→ **Task to carry out**
Lines from the one containing "Query: jagged rock face" through the last line of the records below are to be repeated exactly.

::: Data supplied :::

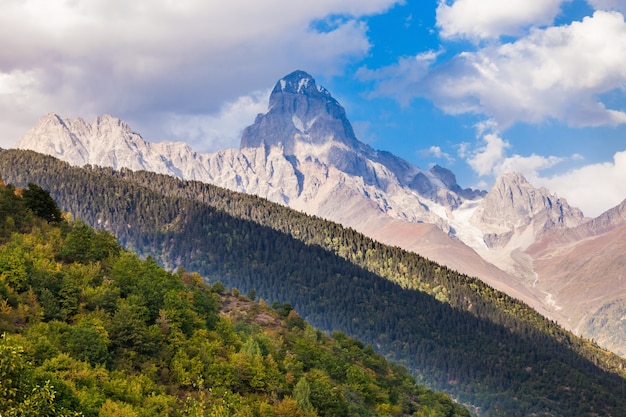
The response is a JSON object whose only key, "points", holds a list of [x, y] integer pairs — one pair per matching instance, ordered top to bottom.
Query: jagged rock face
{"points": [[300, 111], [303, 153], [513, 204]]}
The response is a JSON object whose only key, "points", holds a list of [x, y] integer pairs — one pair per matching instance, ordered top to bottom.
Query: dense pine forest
{"points": [[88, 329], [451, 331]]}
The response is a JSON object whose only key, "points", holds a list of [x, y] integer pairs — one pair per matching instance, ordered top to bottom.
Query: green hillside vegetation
{"points": [[90, 329], [452, 332]]}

:::

→ **Written reply**
Query: jagged rock face
{"points": [[300, 111], [303, 153], [513, 204]]}
The response is a JSON object whose only key, "points", holds a list of [x, y] integer pairs — one pair per matching instance, ordered top to bottom.
Query: dense pine forest
{"points": [[88, 329], [451, 331]]}
The response is a JSON object whose only key, "points", holds a list of [x, y] integer pairs — one pair per matching instance, ordered top to bottom.
Query: green hillside vegetation
{"points": [[90, 329], [452, 332]]}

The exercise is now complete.